TASK REQUIREMENTS → Copy each line exactly.

SUPPLIED MATERIAL →
◇ ◇ ◇

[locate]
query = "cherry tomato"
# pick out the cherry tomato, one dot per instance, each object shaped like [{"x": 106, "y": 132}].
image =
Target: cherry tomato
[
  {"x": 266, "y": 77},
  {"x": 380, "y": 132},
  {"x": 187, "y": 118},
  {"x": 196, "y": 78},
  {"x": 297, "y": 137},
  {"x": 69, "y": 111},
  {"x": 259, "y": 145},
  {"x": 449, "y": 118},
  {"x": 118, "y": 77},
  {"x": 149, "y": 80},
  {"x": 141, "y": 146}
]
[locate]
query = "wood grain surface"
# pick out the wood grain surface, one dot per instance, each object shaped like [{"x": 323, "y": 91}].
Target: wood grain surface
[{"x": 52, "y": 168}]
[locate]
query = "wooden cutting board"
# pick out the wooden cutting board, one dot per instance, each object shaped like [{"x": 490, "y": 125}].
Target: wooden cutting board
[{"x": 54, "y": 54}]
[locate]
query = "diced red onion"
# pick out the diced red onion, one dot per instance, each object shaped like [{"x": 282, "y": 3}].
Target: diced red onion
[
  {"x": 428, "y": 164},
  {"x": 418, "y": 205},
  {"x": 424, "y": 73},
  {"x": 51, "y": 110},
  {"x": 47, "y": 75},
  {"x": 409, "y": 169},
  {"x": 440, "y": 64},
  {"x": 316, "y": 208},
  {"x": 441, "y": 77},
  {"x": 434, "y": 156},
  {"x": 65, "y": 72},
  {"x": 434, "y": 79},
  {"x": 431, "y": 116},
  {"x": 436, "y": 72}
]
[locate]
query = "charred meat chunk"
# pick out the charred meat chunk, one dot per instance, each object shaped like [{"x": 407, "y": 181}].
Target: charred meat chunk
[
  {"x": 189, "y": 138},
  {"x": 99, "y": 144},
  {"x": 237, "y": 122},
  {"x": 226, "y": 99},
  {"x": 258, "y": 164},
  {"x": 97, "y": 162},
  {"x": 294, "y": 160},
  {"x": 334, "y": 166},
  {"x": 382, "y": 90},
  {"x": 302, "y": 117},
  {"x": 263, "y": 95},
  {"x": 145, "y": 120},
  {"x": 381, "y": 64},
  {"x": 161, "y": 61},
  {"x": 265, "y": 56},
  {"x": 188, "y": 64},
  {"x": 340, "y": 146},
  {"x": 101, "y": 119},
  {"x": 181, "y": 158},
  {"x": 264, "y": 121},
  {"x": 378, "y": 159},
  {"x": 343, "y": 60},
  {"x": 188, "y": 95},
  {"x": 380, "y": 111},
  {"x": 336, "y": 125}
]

◇ ◇ ◇

CORRECT ANSWER →
[locate]
query = "cherry tomato"
# pick out the cherry tomato, one dot per instance, each object shaped like [{"x": 106, "y": 132}].
image =
Target: cherry tomato
[
  {"x": 266, "y": 77},
  {"x": 380, "y": 132},
  {"x": 187, "y": 118},
  {"x": 196, "y": 78},
  {"x": 297, "y": 137},
  {"x": 69, "y": 111},
  {"x": 259, "y": 145},
  {"x": 449, "y": 118},
  {"x": 118, "y": 77},
  {"x": 149, "y": 80},
  {"x": 141, "y": 146}
]
[locate]
query = "wood grain surface"
# pick out the wood grain surface, one dot per instance, each object shaped like [{"x": 323, "y": 91}].
Target: wood grain surface
[{"x": 52, "y": 168}]
[locate]
query = "wooden cutting board"
# pick out the wooden cutting board, one dot per instance, each object shaped like [{"x": 490, "y": 125}].
Target: wooden cutting board
[{"x": 54, "y": 54}]
[locate]
query = "diced red onion"
# pick out the diced red onion, one dot per instance, each object shaped like [{"x": 282, "y": 3}].
Target: diced red onion
[
  {"x": 428, "y": 164},
  {"x": 418, "y": 205},
  {"x": 424, "y": 73},
  {"x": 51, "y": 110},
  {"x": 47, "y": 75},
  {"x": 409, "y": 169},
  {"x": 440, "y": 64},
  {"x": 316, "y": 208},
  {"x": 441, "y": 77},
  {"x": 434, "y": 156},
  {"x": 65, "y": 72},
  {"x": 434, "y": 79},
  {"x": 431, "y": 116},
  {"x": 436, "y": 72}
]
[locate]
query = "charred meat chunk"
# pick out the charred meat chunk, one dot per instance, each object shaped like [{"x": 407, "y": 181}].
Target: charred meat chunk
[
  {"x": 189, "y": 138},
  {"x": 99, "y": 144},
  {"x": 237, "y": 122},
  {"x": 226, "y": 99},
  {"x": 258, "y": 164},
  {"x": 97, "y": 162},
  {"x": 294, "y": 160},
  {"x": 334, "y": 166},
  {"x": 382, "y": 90},
  {"x": 302, "y": 117},
  {"x": 263, "y": 95},
  {"x": 145, "y": 120},
  {"x": 381, "y": 64},
  {"x": 161, "y": 61},
  {"x": 265, "y": 56},
  {"x": 188, "y": 64},
  {"x": 340, "y": 146},
  {"x": 101, "y": 119},
  {"x": 181, "y": 158},
  {"x": 264, "y": 121},
  {"x": 378, "y": 159},
  {"x": 343, "y": 60},
  {"x": 188, "y": 95},
  {"x": 380, "y": 111},
  {"x": 336, "y": 125}
]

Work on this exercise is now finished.